Your output is the line containing "sweater in the photo above." plus all lines after it to the end of the records, reproduced exactly, with nothing else.

Rows:
______________________________
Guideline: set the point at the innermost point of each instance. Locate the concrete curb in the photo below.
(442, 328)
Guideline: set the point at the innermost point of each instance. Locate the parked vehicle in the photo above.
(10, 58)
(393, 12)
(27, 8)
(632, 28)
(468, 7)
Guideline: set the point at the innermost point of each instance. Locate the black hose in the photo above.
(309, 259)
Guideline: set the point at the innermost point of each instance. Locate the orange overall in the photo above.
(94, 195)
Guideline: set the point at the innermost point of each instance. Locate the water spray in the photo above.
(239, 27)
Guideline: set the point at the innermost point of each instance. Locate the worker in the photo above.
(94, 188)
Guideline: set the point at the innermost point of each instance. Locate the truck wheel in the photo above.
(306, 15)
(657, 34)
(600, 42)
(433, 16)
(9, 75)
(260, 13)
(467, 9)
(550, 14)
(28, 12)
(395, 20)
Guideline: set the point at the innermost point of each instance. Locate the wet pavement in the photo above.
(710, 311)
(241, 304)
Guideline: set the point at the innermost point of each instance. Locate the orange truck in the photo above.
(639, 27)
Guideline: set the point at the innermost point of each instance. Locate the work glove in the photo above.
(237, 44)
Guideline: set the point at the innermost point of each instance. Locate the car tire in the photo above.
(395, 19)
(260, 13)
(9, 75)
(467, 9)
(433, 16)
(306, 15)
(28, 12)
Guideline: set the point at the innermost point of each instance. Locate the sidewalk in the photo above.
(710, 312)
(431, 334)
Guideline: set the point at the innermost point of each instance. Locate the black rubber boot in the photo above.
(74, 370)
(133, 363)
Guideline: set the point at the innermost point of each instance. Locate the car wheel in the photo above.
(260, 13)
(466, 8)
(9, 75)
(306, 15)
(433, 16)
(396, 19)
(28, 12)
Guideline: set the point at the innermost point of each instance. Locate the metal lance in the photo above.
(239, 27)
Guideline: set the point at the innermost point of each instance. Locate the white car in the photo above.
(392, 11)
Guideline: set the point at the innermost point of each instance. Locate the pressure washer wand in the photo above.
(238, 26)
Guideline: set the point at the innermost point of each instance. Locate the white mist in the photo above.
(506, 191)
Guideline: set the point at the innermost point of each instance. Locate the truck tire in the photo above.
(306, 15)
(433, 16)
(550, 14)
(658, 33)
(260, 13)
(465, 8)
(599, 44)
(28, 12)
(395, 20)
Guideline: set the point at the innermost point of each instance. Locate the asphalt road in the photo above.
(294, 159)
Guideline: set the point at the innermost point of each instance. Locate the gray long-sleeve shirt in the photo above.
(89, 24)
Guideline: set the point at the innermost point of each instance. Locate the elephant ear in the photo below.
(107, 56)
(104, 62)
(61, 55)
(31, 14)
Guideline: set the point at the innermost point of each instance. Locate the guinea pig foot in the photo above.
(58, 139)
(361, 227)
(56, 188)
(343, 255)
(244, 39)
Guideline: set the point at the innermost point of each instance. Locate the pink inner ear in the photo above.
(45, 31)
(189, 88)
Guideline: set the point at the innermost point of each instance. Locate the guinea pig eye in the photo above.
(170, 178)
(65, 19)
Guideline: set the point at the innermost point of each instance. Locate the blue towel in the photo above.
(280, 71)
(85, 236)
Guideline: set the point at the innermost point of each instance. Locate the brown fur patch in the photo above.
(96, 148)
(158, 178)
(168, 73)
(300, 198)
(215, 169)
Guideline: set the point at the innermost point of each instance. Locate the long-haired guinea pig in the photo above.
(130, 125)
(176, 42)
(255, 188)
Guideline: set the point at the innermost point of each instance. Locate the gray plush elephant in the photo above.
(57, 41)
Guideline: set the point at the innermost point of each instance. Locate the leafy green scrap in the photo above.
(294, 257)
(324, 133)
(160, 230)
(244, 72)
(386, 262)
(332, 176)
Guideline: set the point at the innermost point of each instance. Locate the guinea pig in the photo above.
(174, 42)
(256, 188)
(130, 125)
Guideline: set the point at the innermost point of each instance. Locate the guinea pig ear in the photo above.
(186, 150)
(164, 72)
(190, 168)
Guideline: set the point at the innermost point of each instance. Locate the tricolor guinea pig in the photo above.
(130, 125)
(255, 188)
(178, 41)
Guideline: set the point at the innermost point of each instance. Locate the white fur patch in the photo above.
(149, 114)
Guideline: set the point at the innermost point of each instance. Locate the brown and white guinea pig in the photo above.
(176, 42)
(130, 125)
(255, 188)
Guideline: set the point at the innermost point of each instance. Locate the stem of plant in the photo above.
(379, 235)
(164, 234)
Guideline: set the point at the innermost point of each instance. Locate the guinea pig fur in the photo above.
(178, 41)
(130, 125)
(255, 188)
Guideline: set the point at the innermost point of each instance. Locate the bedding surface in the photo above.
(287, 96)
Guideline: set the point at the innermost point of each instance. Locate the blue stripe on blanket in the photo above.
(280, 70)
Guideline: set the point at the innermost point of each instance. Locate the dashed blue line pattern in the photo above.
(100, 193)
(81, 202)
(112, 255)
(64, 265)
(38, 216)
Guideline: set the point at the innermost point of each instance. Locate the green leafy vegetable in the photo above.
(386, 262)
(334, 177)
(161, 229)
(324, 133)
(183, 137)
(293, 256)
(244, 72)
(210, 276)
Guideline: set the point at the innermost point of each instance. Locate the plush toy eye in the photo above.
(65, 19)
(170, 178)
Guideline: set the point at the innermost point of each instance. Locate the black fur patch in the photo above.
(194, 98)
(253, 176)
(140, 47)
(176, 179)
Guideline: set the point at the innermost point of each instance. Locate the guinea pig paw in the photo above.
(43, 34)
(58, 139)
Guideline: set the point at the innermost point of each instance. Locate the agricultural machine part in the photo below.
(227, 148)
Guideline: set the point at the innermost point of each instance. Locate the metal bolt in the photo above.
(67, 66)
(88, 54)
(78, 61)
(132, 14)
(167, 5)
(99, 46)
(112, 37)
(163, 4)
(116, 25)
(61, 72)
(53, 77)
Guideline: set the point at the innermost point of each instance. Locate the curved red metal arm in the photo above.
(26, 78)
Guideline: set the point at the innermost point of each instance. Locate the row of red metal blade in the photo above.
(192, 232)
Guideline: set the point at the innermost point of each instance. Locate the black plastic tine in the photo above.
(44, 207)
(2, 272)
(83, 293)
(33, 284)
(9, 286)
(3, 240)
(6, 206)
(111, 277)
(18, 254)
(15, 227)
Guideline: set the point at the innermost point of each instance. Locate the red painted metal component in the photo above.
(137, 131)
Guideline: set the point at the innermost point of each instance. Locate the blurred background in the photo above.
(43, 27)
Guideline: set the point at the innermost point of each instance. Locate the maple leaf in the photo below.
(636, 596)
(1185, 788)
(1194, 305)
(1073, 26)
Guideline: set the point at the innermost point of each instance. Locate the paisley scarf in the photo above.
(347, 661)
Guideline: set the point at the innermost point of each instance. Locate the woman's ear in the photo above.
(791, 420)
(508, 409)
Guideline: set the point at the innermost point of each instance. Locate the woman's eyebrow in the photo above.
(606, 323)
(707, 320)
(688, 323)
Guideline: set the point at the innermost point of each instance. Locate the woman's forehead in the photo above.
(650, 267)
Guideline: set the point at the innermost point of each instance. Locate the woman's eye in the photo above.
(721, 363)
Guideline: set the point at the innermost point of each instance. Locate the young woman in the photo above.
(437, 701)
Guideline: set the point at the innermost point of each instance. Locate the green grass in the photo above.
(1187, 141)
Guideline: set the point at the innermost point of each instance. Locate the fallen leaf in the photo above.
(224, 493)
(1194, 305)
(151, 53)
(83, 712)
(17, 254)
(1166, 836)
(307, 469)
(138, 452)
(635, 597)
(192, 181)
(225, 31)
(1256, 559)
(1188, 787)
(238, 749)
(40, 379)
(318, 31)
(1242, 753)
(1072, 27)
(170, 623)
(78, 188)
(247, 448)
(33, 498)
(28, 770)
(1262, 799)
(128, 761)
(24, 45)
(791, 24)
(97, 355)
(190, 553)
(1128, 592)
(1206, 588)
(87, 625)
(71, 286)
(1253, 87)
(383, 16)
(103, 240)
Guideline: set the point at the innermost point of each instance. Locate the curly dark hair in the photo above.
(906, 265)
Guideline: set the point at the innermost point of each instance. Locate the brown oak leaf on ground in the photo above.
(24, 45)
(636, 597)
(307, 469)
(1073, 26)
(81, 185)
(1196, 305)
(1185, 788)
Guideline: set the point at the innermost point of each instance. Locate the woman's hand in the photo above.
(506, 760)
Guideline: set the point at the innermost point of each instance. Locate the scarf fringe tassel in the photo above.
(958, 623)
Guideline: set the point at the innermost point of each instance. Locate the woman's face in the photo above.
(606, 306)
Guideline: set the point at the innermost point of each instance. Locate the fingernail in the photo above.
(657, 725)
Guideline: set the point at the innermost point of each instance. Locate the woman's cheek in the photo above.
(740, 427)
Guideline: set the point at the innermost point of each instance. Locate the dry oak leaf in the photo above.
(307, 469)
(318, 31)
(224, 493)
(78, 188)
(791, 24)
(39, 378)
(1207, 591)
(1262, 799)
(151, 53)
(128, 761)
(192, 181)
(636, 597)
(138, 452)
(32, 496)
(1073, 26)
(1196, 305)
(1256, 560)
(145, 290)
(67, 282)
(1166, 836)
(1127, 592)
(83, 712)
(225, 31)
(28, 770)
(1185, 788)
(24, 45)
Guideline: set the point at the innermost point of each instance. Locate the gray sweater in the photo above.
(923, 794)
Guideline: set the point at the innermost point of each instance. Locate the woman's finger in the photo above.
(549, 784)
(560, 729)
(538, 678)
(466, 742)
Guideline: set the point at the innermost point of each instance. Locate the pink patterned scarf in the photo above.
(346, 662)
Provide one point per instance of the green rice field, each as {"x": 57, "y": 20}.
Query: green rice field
______________________________
Response to the exercise:
Guideline: set the point at the innermost point of each instance. Locate the gray sweater in the photo above.
(923, 794)
Guideline: set the point at the innermost point of each instance. Locate the woman's finger in the photo above.
(549, 784)
(560, 729)
(538, 678)
(466, 742)
Guideline: set the point at the innermost point of each instance. Locate the pink patterned scarf in the photo above.
(346, 662)
Provide one point per instance of the green rice field, each as {"x": 57, "y": 20}.
Query: green rice field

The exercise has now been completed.